Render the lines below as a numbered list, omitting any blank lines.
---
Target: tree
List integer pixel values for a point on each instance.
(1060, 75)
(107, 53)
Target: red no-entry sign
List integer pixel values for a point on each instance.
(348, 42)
---
→ Final result:
1. Target: tree
2. List integer pixel values for a point on each instance.
3. (1060, 75)
4. (107, 53)
5. Target: red no-entry sign
6. List integer pixel values for a point on each instance.
7. (348, 42)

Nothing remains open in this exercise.